* [Material for this exercise]
--- START ---
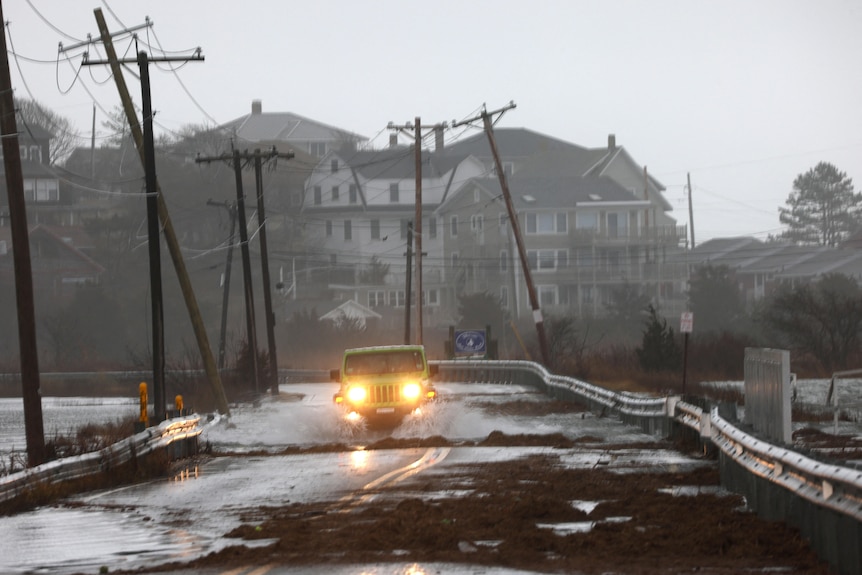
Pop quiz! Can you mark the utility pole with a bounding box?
[453,102,552,368]
[82,9,230,416]
[197,148,291,395]
[253,150,285,396]
[388,119,446,346]
[403,220,413,344]
[0,0,45,466]
[687,172,696,250]
[208,199,237,370]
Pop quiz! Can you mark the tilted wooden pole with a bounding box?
[93,9,229,415]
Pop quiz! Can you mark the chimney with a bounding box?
[389,133,399,148]
[434,125,445,152]
[608,134,616,150]
[251,100,262,115]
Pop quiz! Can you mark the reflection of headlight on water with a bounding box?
[405,565,427,575]
[402,382,421,399]
[346,386,367,402]
[346,411,362,422]
[350,449,369,470]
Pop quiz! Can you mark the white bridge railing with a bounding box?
[0,415,201,505]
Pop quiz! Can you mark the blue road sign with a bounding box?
[454,329,487,355]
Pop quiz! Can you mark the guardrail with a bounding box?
[0,415,201,506]
[434,359,862,575]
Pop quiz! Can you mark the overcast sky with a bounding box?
[4,0,862,243]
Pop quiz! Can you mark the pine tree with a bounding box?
[636,305,681,372]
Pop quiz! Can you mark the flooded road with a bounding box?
[0,381,675,574]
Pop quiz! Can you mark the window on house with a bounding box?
[330,253,337,266]
[291,192,302,207]
[556,250,568,269]
[471,214,483,232]
[576,212,599,229]
[400,219,409,240]
[313,186,322,205]
[349,184,358,204]
[450,215,458,237]
[527,249,563,271]
[582,285,594,304]
[492,162,514,177]
[424,289,439,306]
[451,252,459,269]
[577,248,595,268]
[331,186,340,201]
[371,219,380,240]
[500,250,508,272]
[23,179,34,201]
[499,213,508,235]
[607,212,628,237]
[344,220,352,241]
[538,285,558,306]
[429,216,437,239]
[331,159,339,173]
[368,290,386,308]
[389,183,399,203]
[35,179,59,202]
[325,220,332,237]
[30,146,41,163]
[500,286,509,309]
[526,212,566,234]
[389,290,406,307]
[309,142,326,157]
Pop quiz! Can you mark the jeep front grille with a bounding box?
[370,384,401,404]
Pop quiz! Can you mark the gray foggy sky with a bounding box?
[4,0,862,243]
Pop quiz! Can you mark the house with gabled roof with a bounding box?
[436,173,687,320]
[298,144,485,329]
[0,123,64,227]
[219,100,367,158]
[0,224,104,308]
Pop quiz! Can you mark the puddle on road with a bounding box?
[537,516,632,535]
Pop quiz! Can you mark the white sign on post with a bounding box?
[680,311,694,333]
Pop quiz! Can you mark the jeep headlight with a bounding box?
[346,385,367,403]
[402,382,422,400]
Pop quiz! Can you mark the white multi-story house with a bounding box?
[297,128,687,329]
[436,174,687,320]
[300,145,485,328]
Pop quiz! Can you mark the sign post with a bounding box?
[680,312,693,395]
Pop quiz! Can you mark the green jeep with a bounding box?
[331,345,438,421]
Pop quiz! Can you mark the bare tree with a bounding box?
[759,273,862,371]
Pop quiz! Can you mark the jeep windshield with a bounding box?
[345,350,425,376]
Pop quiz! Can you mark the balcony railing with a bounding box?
[571,224,688,246]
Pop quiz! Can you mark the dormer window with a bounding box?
[30,145,41,163]
[331,159,339,173]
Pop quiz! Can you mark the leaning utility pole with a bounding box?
[84,9,230,416]
[0,0,45,466]
[453,102,551,367]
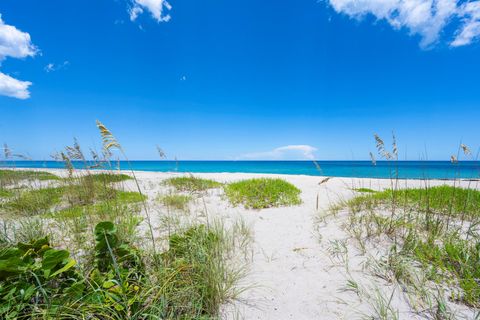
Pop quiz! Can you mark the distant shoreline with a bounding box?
[2,167,480,182]
[1,160,480,180]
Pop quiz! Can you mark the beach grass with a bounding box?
[2,187,64,216]
[159,194,192,211]
[347,185,480,218]
[0,121,250,319]
[77,172,132,184]
[0,188,13,198]
[342,184,480,307]
[0,169,59,186]
[224,178,301,209]
[316,135,480,315]
[164,176,222,193]
[352,187,377,193]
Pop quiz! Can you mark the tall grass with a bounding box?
[331,135,480,313]
[0,121,251,319]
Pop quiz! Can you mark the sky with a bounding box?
[1,0,480,161]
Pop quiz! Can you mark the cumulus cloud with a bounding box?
[0,15,37,99]
[0,15,37,61]
[0,72,32,99]
[238,145,318,160]
[327,0,480,48]
[129,0,171,22]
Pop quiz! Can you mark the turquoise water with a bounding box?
[1,160,479,179]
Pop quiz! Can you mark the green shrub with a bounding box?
[164,176,221,193]
[224,178,301,209]
[0,236,83,319]
[0,222,148,318]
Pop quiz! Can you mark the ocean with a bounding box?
[1,160,479,180]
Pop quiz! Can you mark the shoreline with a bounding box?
[2,166,480,182]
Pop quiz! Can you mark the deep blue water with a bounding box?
[1,160,480,179]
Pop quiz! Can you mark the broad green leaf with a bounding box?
[42,249,69,271]
[50,258,76,277]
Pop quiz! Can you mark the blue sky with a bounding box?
[1,0,480,160]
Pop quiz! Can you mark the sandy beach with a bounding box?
[16,168,476,319]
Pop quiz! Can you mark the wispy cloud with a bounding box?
[238,145,318,160]
[44,61,70,73]
[129,0,172,22]
[0,14,37,99]
[327,0,480,48]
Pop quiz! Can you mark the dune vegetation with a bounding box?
[317,135,480,318]
[224,178,302,209]
[164,176,222,193]
[0,122,251,319]
[2,126,480,319]
[158,194,192,211]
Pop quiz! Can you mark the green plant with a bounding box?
[0,236,83,319]
[3,187,64,216]
[159,194,192,211]
[224,178,301,209]
[87,221,146,315]
[0,170,60,187]
[164,176,221,193]
[341,184,480,308]
[353,187,377,193]
[158,224,242,318]
[79,173,132,184]
[0,188,13,198]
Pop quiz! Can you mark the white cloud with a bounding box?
[44,61,69,73]
[0,15,37,61]
[238,145,318,160]
[0,14,36,99]
[451,2,480,46]
[327,0,480,48]
[0,72,32,99]
[129,0,171,22]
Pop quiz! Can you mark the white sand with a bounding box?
[9,169,480,319]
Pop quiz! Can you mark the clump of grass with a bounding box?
[353,187,377,193]
[159,194,192,211]
[164,176,222,193]
[80,172,132,184]
[348,185,480,219]
[224,178,301,209]
[2,187,64,216]
[52,190,146,219]
[0,169,59,186]
[115,190,147,203]
[158,223,249,318]
[342,184,480,307]
[0,188,13,198]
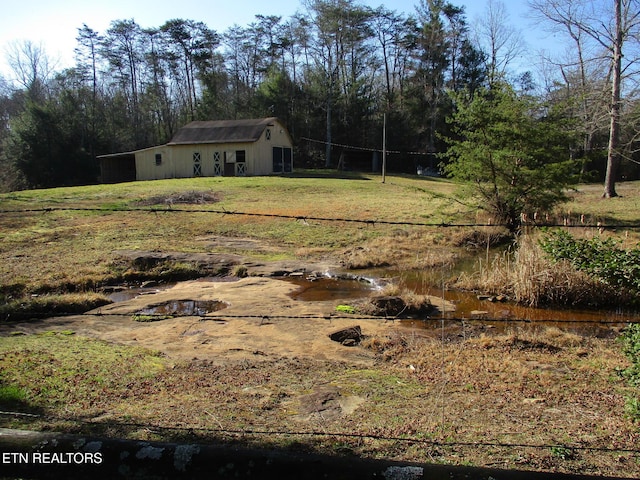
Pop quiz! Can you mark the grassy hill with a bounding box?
[0,173,638,303]
[1,173,639,477]
[0,173,459,296]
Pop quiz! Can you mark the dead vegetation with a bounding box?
[0,293,111,322]
[451,226,513,249]
[340,230,459,270]
[4,326,637,477]
[136,190,221,206]
[455,233,623,307]
[355,283,435,317]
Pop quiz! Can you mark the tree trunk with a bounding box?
[603,0,622,198]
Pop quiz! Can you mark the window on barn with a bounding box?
[265,128,271,140]
[193,152,202,177]
[155,153,162,166]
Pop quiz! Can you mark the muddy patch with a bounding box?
[113,250,242,276]
[136,190,221,206]
[114,248,339,280]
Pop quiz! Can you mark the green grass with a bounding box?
[0,173,463,295]
[0,383,28,408]
[0,332,166,414]
[0,173,638,311]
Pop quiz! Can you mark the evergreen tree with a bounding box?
[443,82,578,231]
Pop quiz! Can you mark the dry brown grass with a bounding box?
[340,230,459,270]
[455,233,619,307]
[356,326,639,475]
[352,282,434,318]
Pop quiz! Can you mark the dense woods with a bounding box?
[0,0,639,195]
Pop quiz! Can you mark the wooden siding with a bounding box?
[134,120,293,180]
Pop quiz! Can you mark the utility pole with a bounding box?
[382,113,387,183]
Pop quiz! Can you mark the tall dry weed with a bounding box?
[341,232,458,270]
[456,233,617,307]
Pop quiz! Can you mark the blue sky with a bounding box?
[0,0,561,80]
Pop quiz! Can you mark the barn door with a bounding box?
[224,151,235,176]
[273,147,292,173]
[273,147,283,173]
[283,147,292,173]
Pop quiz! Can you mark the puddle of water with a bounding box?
[107,277,241,303]
[136,300,228,316]
[107,285,171,303]
[376,268,639,334]
[108,257,638,333]
[286,274,376,302]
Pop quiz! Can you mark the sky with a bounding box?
[0,0,562,82]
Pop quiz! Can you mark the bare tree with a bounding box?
[531,1,610,178]
[5,40,53,100]
[529,0,640,197]
[473,0,526,84]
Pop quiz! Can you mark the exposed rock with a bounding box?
[295,386,365,422]
[328,325,362,346]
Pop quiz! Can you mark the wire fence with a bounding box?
[1,205,640,230]
[0,409,638,456]
[1,198,639,467]
[3,310,637,326]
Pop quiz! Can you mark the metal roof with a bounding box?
[167,117,279,145]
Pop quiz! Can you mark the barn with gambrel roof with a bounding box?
[98,117,293,183]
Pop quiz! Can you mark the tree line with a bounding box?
[0,0,638,206]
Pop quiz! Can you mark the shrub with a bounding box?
[539,230,640,294]
[456,234,618,307]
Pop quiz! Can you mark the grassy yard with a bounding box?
[0,173,466,296]
[1,173,638,299]
[1,173,639,476]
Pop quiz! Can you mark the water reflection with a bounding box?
[373,268,639,334]
[287,275,375,301]
[136,299,228,316]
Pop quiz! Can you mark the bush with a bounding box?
[539,230,640,294]
[455,234,619,307]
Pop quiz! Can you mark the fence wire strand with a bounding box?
[0,410,637,455]
[1,205,640,229]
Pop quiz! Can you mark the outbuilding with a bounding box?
[98,117,293,183]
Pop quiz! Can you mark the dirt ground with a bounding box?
[4,274,450,365]
[2,252,639,477]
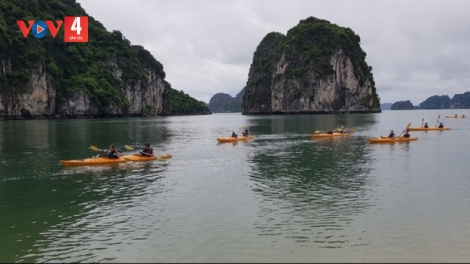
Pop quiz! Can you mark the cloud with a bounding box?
[77,0,470,105]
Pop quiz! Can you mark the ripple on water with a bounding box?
[247,134,375,248]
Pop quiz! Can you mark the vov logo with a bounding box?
[16,16,88,42]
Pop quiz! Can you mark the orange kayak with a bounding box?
[60,157,127,166]
[217,136,253,143]
[445,115,468,118]
[368,136,418,144]
[407,127,451,131]
[311,132,352,138]
[121,154,172,161]
[60,154,173,166]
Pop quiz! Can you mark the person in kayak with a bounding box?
[242,129,249,137]
[403,129,411,138]
[326,128,334,134]
[388,130,396,138]
[108,145,121,158]
[424,122,429,128]
[140,144,153,156]
[231,132,238,138]
[339,126,348,133]
[438,122,444,128]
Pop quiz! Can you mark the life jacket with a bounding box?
[108,150,119,158]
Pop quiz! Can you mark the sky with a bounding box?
[76,0,470,106]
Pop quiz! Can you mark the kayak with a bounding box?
[445,115,468,118]
[217,136,254,142]
[407,127,451,131]
[60,157,127,166]
[121,154,172,161]
[60,154,173,166]
[368,136,418,144]
[311,132,353,138]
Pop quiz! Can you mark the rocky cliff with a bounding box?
[0,0,209,120]
[208,88,244,113]
[391,100,415,110]
[242,17,381,115]
[450,92,470,108]
[419,95,452,109]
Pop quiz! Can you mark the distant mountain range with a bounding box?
[211,91,470,112]
[385,92,470,110]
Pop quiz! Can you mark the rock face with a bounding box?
[419,95,451,109]
[0,0,208,120]
[451,92,470,108]
[208,88,244,113]
[391,100,415,110]
[208,93,234,112]
[242,17,381,115]
[0,63,56,118]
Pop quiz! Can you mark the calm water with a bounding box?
[1,109,470,263]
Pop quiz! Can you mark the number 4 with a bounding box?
[71,17,81,35]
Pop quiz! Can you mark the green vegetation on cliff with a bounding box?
[1,0,154,111]
[243,16,381,113]
[161,82,211,115]
[0,0,205,116]
[391,100,415,110]
[419,95,451,109]
[209,88,244,113]
[280,18,373,83]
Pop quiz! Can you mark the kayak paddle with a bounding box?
[398,122,412,137]
[421,118,424,127]
[435,114,441,127]
[90,145,105,152]
[124,145,134,150]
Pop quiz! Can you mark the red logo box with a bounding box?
[64,16,88,42]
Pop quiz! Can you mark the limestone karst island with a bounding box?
[209,17,381,115]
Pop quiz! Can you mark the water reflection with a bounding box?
[0,118,172,263]
[17,160,169,263]
[246,116,376,248]
[217,141,239,146]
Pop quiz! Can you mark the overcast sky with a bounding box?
[77,0,470,105]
--- END ---
* [Problem to work on]
Which lines run from the one containing "Pop quiz! Can you mark the green vegetation" through the end of the material? Output them exactly.

* [Exercise result]
Pop quiz! Can you mark the green vegetation on cliff with a bounding box?
[1,0,154,111]
[243,16,381,113]
[161,82,211,115]
[0,0,205,116]
[391,100,415,110]
[419,95,451,109]
[209,88,244,113]
[280,18,373,83]
Pop quiz! Can you mark the kayak paddle with a bounding box?
[398,122,412,137]
[421,118,424,127]
[435,114,441,127]
[90,145,105,152]
[124,145,134,150]
Pop quiz! Can you mark the red logo box with a bounding box?
[64,16,88,42]
Pop quiz! Can you mark the limestone karst island with a bounding box?
[209,17,381,115]
Pop quiz! Can you mark the water reflection with a bounding box?
[0,118,172,263]
[17,160,169,263]
[246,116,376,248]
[217,141,239,146]
Pop quiz! Can you mark the overcast sky with a bounding box?
[77,0,470,105]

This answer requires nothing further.